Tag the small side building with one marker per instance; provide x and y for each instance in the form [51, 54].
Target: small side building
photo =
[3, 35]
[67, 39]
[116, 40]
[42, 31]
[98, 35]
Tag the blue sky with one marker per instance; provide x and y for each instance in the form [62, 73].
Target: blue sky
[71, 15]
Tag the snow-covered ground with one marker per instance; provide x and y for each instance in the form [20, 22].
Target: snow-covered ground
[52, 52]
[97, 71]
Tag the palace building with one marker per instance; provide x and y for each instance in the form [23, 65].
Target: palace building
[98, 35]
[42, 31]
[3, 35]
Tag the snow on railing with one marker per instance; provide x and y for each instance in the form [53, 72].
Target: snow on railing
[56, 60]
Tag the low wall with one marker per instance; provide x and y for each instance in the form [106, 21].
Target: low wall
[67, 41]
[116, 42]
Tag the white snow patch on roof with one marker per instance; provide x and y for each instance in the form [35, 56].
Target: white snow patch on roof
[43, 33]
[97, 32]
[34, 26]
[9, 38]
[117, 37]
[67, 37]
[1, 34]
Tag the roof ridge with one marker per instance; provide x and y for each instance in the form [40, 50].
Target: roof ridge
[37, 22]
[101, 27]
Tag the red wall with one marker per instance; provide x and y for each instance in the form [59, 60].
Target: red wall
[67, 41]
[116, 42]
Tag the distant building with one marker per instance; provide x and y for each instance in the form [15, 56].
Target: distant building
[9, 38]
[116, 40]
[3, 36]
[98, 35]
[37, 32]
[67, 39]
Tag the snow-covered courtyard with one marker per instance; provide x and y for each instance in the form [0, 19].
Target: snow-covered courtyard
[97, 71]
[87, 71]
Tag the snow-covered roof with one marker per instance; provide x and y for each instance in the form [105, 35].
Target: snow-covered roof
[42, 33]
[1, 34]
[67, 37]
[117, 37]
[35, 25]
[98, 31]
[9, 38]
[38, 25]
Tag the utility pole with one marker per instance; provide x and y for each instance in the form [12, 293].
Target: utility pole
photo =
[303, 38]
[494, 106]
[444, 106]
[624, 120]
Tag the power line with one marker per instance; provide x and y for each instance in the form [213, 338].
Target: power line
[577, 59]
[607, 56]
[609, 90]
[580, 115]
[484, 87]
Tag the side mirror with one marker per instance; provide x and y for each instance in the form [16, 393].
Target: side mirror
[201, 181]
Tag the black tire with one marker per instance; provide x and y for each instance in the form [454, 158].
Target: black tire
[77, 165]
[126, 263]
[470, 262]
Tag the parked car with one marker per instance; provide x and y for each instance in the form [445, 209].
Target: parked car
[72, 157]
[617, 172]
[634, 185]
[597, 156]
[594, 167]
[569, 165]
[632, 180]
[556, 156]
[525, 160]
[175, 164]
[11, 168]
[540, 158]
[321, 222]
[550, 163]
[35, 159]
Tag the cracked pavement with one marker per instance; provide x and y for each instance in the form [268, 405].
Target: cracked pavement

*TASK REQUIREMENTS*:
From the entries above, print the lines beginning at the one with "Tag the utility" and stopping after the one with "Tag the black", exactly as written and with nothing else.

*RESULT FOR THIS TASK*:
Tag the utility pole with one marker per instance; provide x and y for each instance in the form [12, 293].
Target: utility pole
photo =
[303, 38]
[494, 106]
[444, 106]
[624, 120]
Tag the power line with one marker per instance; provide x and y for each instance in the form [213, 338].
Target: power line
[577, 59]
[607, 56]
[609, 90]
[580, 115]
[484, 87]
Tag the side mirror with one marker per instance; provide x and y for each instance in the form [16, 393].
Target: side mirror
[201, 181]
Tag the black tire with one marker per instance; provide x and y for each instance in the form [454, 158].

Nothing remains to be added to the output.